Task instructions: Render the data below as a two-column Markdown table headed Row and Line, giving each non-blank line its own numbered row. Leave the pictures out of the answer.

_ _ _

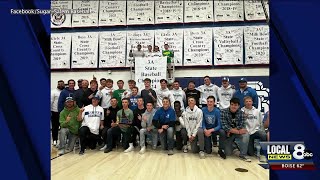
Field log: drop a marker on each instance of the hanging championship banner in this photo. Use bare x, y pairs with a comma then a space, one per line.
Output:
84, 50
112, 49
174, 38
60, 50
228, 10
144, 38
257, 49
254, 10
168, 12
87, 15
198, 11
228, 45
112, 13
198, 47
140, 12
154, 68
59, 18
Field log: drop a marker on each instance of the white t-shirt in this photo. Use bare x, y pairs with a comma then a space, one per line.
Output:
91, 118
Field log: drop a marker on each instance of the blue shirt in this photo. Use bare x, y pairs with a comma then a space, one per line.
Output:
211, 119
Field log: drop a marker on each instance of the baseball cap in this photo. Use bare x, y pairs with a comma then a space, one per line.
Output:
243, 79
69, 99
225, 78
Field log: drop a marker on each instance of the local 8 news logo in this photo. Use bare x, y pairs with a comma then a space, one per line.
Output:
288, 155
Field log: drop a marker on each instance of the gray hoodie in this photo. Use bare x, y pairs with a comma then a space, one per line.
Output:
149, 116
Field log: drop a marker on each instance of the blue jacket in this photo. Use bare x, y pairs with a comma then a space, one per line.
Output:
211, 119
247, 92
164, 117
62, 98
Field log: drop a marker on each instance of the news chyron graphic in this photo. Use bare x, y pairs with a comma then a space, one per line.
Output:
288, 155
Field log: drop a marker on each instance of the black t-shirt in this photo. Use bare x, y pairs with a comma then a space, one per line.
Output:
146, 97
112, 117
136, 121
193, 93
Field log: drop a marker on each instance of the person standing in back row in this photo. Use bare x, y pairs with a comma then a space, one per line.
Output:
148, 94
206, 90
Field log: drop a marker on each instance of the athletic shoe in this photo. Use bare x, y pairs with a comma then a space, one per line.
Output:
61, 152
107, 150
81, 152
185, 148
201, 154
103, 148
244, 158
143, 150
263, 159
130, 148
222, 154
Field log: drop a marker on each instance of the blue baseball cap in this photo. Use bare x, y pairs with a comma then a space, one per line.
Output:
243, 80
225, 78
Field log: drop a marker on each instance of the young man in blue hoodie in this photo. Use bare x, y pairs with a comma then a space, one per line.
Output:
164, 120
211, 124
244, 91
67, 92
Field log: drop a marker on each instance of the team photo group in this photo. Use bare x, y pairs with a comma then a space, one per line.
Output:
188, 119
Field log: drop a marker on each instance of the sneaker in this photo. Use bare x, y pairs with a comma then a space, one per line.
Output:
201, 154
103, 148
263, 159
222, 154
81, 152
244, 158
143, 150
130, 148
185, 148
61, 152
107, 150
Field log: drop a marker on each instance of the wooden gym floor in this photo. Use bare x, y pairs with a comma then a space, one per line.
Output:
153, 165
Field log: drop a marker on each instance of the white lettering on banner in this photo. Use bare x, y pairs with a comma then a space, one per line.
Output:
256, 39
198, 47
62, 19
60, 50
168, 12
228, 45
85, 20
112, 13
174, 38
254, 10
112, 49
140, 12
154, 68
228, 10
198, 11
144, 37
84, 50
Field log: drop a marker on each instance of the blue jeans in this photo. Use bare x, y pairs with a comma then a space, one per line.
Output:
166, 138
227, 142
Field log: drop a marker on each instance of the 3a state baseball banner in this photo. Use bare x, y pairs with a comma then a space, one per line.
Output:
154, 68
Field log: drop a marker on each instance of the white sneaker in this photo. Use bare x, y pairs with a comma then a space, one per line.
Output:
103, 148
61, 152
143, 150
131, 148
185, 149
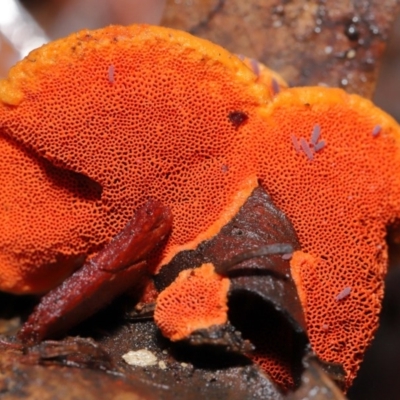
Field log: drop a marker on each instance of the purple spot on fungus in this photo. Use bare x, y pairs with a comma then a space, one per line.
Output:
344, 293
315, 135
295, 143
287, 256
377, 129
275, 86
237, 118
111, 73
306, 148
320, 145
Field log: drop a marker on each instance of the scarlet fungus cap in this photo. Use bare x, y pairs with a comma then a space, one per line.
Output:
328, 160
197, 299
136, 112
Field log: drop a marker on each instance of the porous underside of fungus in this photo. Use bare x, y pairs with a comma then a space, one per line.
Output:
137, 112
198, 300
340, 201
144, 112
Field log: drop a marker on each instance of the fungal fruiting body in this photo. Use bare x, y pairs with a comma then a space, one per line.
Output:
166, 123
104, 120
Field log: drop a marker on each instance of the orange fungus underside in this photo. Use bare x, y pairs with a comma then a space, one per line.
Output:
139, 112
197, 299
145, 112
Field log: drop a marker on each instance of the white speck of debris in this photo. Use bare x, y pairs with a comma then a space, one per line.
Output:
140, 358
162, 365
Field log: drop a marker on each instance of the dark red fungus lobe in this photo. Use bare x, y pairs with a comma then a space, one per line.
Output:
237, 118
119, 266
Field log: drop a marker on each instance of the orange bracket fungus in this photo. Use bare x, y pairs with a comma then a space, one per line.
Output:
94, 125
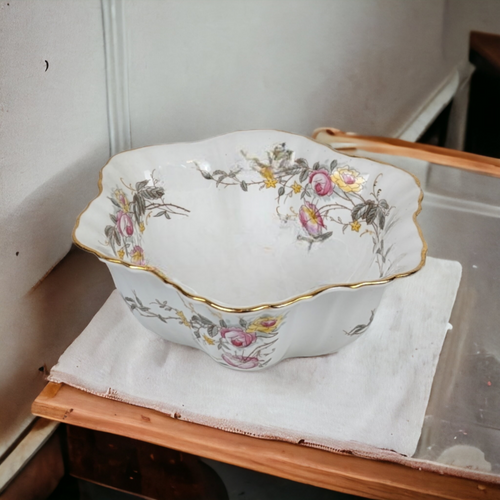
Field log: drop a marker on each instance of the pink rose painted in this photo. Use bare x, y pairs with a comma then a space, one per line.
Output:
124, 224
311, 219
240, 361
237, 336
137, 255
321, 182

_ _ _

Full solution:
| Row | Line |
|---|---|
| 1 | Field log: drop a marker on each instance of the hanging championship banner in this photo. Use bare x, y pairs with a comma then a space, one per line. |
| 2 | Output: |
| 3 | 84, 50 |
| 4 | 112, 49 |
| 5 | 174, 38 |
| 6 | 60, 50 |
| 7 | 228, 10 |
| 8 | 144, 38 |
| 9 | 257, 49 |
| 10 | 254, 10 |
| 11 | 168, 12 |
| 12 | 87, 15 |
| 13 | 198, 11 |
| 14 | 228, 45 |
| 15 | 112, 13 |
| 16 | 198, 47 |
| 17 | 140, 12 |
| 18 | 154, 68 |
| 19 | 59, 18 |
| 20 | Field log: drop a marker on each instance of the white t-shirt in this photo. Use bare x, y pairs with a comma then a space, one per line. |
| 21 | Output: |
| 22 | 91, 118 |
| 23 | Field log: drop a marker on each instance of the blue shirt in this photo. Use bare x, y pairs with a comma then a space, one per line. |
| 24 | Output: |
| 25 | 211, 119 |
| 26 | Field log: drop a marker on each instance of the baseball cap in this photo. Use bare x, y pairs with a comma then a space, one per line. |
| 27 | Output: |
| 28 | 243, 79 |
| 29 | 69, 99 |
| 30 | 225, 78 |
| 31 | Field log: drop a marker on each instance of the local 8 news logo in this photo. Use bare x, y pairs with a comma then a space, one per line. |
| 32 | Output: |
| 33 | 288, 155 |
| 34 | Field log: drop a marker on each instance of the gray hoodie in this photo. Use bare x, y pairs with a comma then a space, one per line. |
| 35 | Output: |
| 36 | 149, 116 |
| 37 | Field log: drop a marker on each instance of the blue jacket in this photo. Use bare x, y pairs with a comma then a space, one per line. |
| 38 | Output: |
| 39 | 211, 119 |
| 40 | 247, 92 |
| 41 | 164, 117 |
| 42 | 62, 98 |
| 43 | Field log: drop a marker on each instance of the news chyron graphic in this photo. Use bare x, y pairs with a comma then a space, one per line. |
| 44 | Output: |
| 45 | 288, 155 |
| 46 | Field log: drop a marker on each instance of the black t-shirt in this photo. Use bare x, y pairs with a comma then a space, one per line. |
| 47 | Output: |
| 48 | 146, 97 |
| 49 | 112, 117 |
| 50 | 136, 121 |
| 51 | 193, 93 |
| 52 | Field log: drop a marker on each instance of the person standing in back row in this photo. Use bare x, y pairs with a comma then a space, one per line. |
| 53 | Output: |
| 54 | 148, 94 |
| 55 | 206, 90 |
| 56 | Field log: drop a marker on each instance of the athletic shoe in this photo. Use bare x, y pairs with a comma then a space, one per line. |
| 57 | Output: |
| 58 | 61, 152 |
| 59 | 107, 150 |
| 60 | 81, 152 |
| 61 | 185, 148 |
| 62 | 201, 154 |
| 63 | 103, 148 |
| 64 | 244, 158 |
| 65 | 143, 150 |
| 66 | 263, 159 |
| 67 | 130, 148 |
| 68 | 222, 154 |
| 69 | Field log: drop a marker on each instance of the blue baseball cap in this photo. Use bare x, y pairs with a comma then a space, one per line. |
| 70 | Output: |
| 71 | 243, 80 |
| 72 | 225, 78 |
| 73 | Field log: drop a marker on each instance of the young man in blue hoodie in this photo. Use bare x, y pairs with a comma then a space, one per line. |
| 74 | Output: |
| 75 | 164, 120 |
| 76 | 211, 124 |
| 77 | 244, 91 |
| 78 | 67, 92 |
| 79 | Field log: drop a marker on each instance of the team photo group in this photo. Use bare x, y pairs with a comma then a space, one per line. |
| 80 | Output: |
| 81 | 188, 119 |
| 82 | Field log: drop a marker on each instance of the sneaker in this photo. Use bare x, y pairs with a comma then a space, one per line. |
| 83 | Output: |
| 84 | 201, 154 |
| 85 | 103, 148 |
| 86 | 263, 159 |
| 87 | 222, 154 |
| 88 | 81, 152 |
| 89 | 244, 158 |
| 90 | 143, 150 |
| 91 | 130, 148 |
| 92 | 185, 148 |
| 93 | 61, 152 |
| 94 | 107, 150 |
| 95 | Field log: drop a marker on each instance of the wooden gym floor in this photo. Use bare x, y pairs with a comma then a space, one per line. |
| 96 | Output: |
| 97 | 153, 165 |
| 98 | Field log: drop a marker on each instance of the white lettering on banner in this photo. Use bare x, y pairs with a comma then a space, one per line. |
| 99 | Output: |
| 100 | 256, 39 |
| 101 | 198, 47 |
| 102 | 62, 19 |
| 103 | 60, 50 |
| 104 | 168, 12 |
| 105 | 228, 45 |
| 106 | 85, 20 |
| 107 | 112, 13 |
| 108 | 174, 38 |
| 109 | 254, 10 |
| 110 | 112, 49 |
| 111 | 140, 12 |
| 112 | 154, 68 |
| 113 | 228, 10 |
| 114 | 198, 11 |
| 115 | 144, 37 |
| 116 | 84, 50 |
| 117 | Field log: drop a marker on each instance of the blue jeans in this photo. Use bare x, y pairs with a comma then a space, one per line. |
| 118 | Output: |
| 119 | 166, 138 |
| 120 | 227, 142 |
| 121 | Field log: drop a marker on each instance of the 3a state baseball banner in this photo. Use bare x, y pairs with a comma then a space, one per line. |
| 122 | Output: |
| 123 | 154, 68 |
| 124 | Field log: drop a marker on each instance of the white sneaker in this photo. Use bare x, y pairs with a comma then a space, one per line. |
| 125 | Output: |
| 126 | 103, 148 |
| 127 | 61, 152 |
| 128 | 143, 150 |
| 129 | 131, 148 |
| 130 | 185, 149 |
| 131 | Field log: drop a marker on each instance of the purple spot on fungus in this photo. Use bare x, y pairs with a comma then a space, one per line. |
| 132 | Output: |
| 133 | 344, 293 |
| 134 | 315, 135 |
| 135 | 295, 143 |
| 136 | 287, 256 |
| 137 | 377, 129 |
| 138 | 275, 86 |
| 139 | 237, 118 |
| 140 | 111, 73 |
| 141 | 306, 148 |
| 142 | 320, 145 |
| 143 | Field log: drop a marker on each instance of the scarlet fungus cap in this photo. Use bare x, y pairs with a comma then a space, one per line. |
| 144 | Output: |
| 145 | 328, 160 |
| 146 | 197, 299 |
| 147 | 136, 112 |
| 148 | Field log: drop a marker on each instance of the porous underside of fungus in this photo. Use bare x, y pairs with a comma then a space, one per line. |
| 149 | Output: |
| 150 | 137, 112 |
| 151 | 198, 300 |
| 152 | 340, 201 |
| 153 | 144, 112 |
| 154 | Field log: drop a marker on each instance of the fungal fruiting body in this photo. Use bare x, y pairs with a comma then a space, one per line. |
| 155 | Output: |
| 156 | 166, 123 |
| 157 | 104, 120 |
| 158 | Field log: drop a marker on each instance of the orange fungus underside in this photo. Use bare x, y pairs with a comma then a space, one per line. |
| 159 | Output: |
| 160 | 139, 112 |
| 161 | 197, 299 |
| 162 | 145, 112 |
| 163 | Field log: drop a marker on each instance of the white speck of debris in this photo. Use bare x, y pairs with a comma then a space, one per line. |
| 164 | Output: |
| 165 | 140, 358 |
| 166 | 162, 365 |
| 167 | Field log: drop a marker on each instance of the dark red fungus lobe in this photo. Use bare x, y pairs with a comma then a space, one per line. |
| 168 | Output: |
| 169 | 237, 118 |
| 170 | 119, 266 |
| 171 | Field log: drop a marker on each instance of the orange bracket fungus in this photo. Use bare x, y pairs with a comma then a space, one per line. |
| 172 | Output: |
| 173 | 94, 125 |
| 174 | Field log: drop a marker on each instance of the pink rose painted in this photo. Use bare x, y pairs with a comma then a space, one per line. |
| 175 | Output: |
| 176 | 124, 224 |
| 177 | 311, 219 |
| 178 | 240, 361 |
| 179 | 237, 336 |
| 180 | 137, 255 |
| 181 | 321, 182 |